# Work required:
The task calls for each record to be given again exactly.

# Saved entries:
Segment Open

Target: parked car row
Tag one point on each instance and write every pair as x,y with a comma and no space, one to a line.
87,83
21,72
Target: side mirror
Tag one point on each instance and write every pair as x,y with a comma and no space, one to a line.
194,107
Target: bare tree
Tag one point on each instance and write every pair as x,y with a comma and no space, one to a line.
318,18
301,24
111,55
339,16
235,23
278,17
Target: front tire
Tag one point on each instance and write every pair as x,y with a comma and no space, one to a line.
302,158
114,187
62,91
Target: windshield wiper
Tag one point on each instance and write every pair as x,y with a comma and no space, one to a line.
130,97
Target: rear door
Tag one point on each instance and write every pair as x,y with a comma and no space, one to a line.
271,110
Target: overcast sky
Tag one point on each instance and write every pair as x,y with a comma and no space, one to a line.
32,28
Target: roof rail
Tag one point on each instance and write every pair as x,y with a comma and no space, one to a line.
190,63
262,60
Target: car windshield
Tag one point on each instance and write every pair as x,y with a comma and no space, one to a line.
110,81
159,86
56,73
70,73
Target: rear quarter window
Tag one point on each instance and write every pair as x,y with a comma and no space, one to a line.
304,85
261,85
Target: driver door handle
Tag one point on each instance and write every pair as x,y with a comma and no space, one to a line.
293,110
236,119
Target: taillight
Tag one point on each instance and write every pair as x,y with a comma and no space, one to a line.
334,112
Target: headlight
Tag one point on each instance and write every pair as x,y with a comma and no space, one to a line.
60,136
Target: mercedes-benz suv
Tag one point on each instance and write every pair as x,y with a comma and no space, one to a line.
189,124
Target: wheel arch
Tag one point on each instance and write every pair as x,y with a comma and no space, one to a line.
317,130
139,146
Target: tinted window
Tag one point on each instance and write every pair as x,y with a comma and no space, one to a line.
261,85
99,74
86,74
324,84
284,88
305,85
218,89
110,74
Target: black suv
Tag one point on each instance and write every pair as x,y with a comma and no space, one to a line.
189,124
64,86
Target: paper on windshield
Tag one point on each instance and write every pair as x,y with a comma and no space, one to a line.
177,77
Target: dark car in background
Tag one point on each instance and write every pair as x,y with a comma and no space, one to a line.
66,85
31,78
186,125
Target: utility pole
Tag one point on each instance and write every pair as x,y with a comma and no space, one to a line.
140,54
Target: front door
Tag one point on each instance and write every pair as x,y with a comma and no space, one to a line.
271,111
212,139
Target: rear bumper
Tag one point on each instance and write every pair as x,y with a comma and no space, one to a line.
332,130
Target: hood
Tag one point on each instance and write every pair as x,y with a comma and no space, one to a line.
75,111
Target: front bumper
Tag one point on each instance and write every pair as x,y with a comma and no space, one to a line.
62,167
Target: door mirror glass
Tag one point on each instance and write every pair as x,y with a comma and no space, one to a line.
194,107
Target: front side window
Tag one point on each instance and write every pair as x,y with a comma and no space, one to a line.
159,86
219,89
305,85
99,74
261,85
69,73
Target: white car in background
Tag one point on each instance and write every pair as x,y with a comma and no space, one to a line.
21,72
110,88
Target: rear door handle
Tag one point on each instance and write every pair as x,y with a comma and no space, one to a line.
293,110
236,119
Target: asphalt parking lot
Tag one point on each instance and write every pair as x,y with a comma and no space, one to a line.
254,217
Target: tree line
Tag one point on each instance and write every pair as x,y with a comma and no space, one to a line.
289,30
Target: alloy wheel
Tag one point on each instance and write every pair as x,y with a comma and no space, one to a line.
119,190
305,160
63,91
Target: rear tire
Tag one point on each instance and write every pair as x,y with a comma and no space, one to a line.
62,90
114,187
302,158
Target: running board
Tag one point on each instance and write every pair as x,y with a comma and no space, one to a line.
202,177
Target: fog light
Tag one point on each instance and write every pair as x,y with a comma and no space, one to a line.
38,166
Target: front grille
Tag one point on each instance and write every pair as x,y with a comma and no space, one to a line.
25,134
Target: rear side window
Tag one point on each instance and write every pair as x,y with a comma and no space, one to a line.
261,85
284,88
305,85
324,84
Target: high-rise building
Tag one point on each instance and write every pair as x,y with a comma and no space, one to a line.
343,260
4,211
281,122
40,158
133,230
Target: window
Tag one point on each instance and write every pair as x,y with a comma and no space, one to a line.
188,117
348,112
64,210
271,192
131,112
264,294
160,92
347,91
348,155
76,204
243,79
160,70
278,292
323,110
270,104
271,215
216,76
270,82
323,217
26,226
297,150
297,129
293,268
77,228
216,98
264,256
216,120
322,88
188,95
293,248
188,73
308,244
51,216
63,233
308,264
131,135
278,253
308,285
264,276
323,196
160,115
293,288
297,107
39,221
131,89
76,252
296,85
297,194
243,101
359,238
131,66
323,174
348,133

Segment Closed

# Task result:
Target: parked car row
Tag one point on each instance and write every pair as x,y with a comma and no space, one to a line.
87,83
21,72
Target: side mirror
Tag one point on each instance and write every pair as x,y with a comma and no space, one to a line.
194,107
Target: bare tree
Tag one point on each instance and write every pair as x,y with a comma and no space, one to a line.
318,18
301,24
111,55
339,16
235,23
278,17
Target: front tire
Tag one point on each instance and write every pair as x,y with a comma and no space, one to a line.
302,158
114,187
62,91
Target: windshield wiper
Tag one point on each instance and write every pair as x,y with a comma and no space, one to a line.
130,97
Target: rear door
Tag one point on each instance and write every pair as x,y with a comma and no space, one to a line.
271,110
Target: overcast sky
Tag one point on each instance and write every pair as x,y with a comma and no space, one to a line.
32,28
Target: roof rail
Tag one point on each instance and write every pair as x,y with a comma and no space, one to a line.
190,63
262,60
Target: car windshield
Tag one point on each instance and write every pair as x,y with a comma and no space, one to a line.
110,81
159,86
56,73
70,73
Target: rear quarter window
Tag one point on each instance and write every pair as x,y with a comma and no space, one to a line.
304,85
261,85
Target: driver door handle
Tag one point on each instance and write every pair as x,y with a comma and no space, one to a line.
293,110
236,119
Target: taillight
Tag one point on each instance and write every pair as x,y with a comma and no space, one to a line.
334,112
Target: headlight
Tag one point on each instance and write every pair as x,y with a comma and no space, one to a line.
60,136
Target: mercedes-benz suv
Tag one point on each instance and write every pair as x,y with a comma and no space, one to a line.
189,124
Target: wheel arch
Tag one point on each instance and write every pair as x,y with a comma and no space, one to a line.
317,130
139,146
Target: tinted window
Tag one point on each instance and write every pair as x,y with a comma and no space, one to a line.
261,85
99,74
86,74
324,84
284,88
305,85
218,89
110,74
Target: black suv
Tag one point on each instance and write every pair as x,y with a comma and no space, one to a line.
189,124
64,86
Target: paper on windshield
Tag one point on each instance and write every pair as x,y with a comma and no space, one to a line.
177,77
Target: dark car in background
Tag one point on each instance and write every pair as x,y with a comma and no space, one to a line.
66,85
31,78
186,125
Target: utility pole
Tag one point on each instance and write every pair as x,y with a comma and no space, one to a line.
140,54
Target: front door
Tag one point on each instance and write every pair as x,y with a comma and no space, one to a line.
271,111
212,139
Target: rear bumper
Tag one point on each instance and write every pair as x,y with a comma and no space, one to a line.
332,130
Target: hood
Tag one point on each instance and write every pair as x,y with a comma and no space, one to a line.
75,111
Target: front bumper
Tag one point on each instance and write every pair as x,y with a comma and no space, one to a line.
62,167
Target: door mirror glass
Tag one point on each instance and write every pair as x,y with a comma and no space, one to a line.
194,107
Target: front side window
Tag one point on each instance and write every pair as x,y with a comma and no space, one to a line.
159,86
219,89
305,85
99,74
261,85
69,73
Target: white car in background
Tag one point on each instance and write every pair as x,y with a comma and no space, one to a line.
21,72
110,88
Target: rear door handle
Tag one point on each instance and write every pair as x,y with a comma and no space, one to a line.
293,110
236,119
Target: asphalt parking lot
Tag one point on each instance and write every pair as x,y with a comma and no space, one to a line.
254,217
Target: tree line
Tag one point on each instance and write every pair as x,y with a comma and no space, one to a line.
289,30
Target: alloy wheel
Tag one point on each instance and write every pair as x,y with a comma and no space, one to a line.
119,190
305,160
63,91
Target: rear tire
Tag one point on each instance and write every pair as x,y with a comma and no space, one to a line.
62,90
114,187
302,158
Target: running board
Tag one point on each instance and write every pair as x,y with a comma and no space, one to a line.
202,177
Target: fog light
Tag one point on each instance and write every pair as x,y with a comma and no space, one to a line.
38,166
Target: front grille
Tag one point on each instance and write every pair as x,y with a comma and no space, one to a line.
25,134
Target: rear side window
Tag one point on each instance and write every pair as x,y with a comma and no space, one to a line.
261,85
284,88
305,85
324,84
Target: high-rise building
Tag one point on each instance and write every pair as x,y with a comma and no space, one to a line.
343,260
4,211
281,122
40,158
133,230
Target: window
Tag one point on each instance and write every pair as x,y with a comma and no space, one to a line.
188,117
348,112
64,210
271,192
131,112
264,294
160,92
347,91
348,155
76,204
243,79
160,70
278,292
323,110
270,104
271,215
216,76
270,82
323,217
26,226
297,150
297,129
293,268
77,228
216,98
264,256
216,120
322,88
188,95
293,248
188,73
308,244
51,216
63,233
308,264
131,135
278,253
308,285
264,276
323,196
160,115
293,288
297,107
39,221
131,89
76,252
296,85
297,194
243,101
359,238
131,66
323,174
348,133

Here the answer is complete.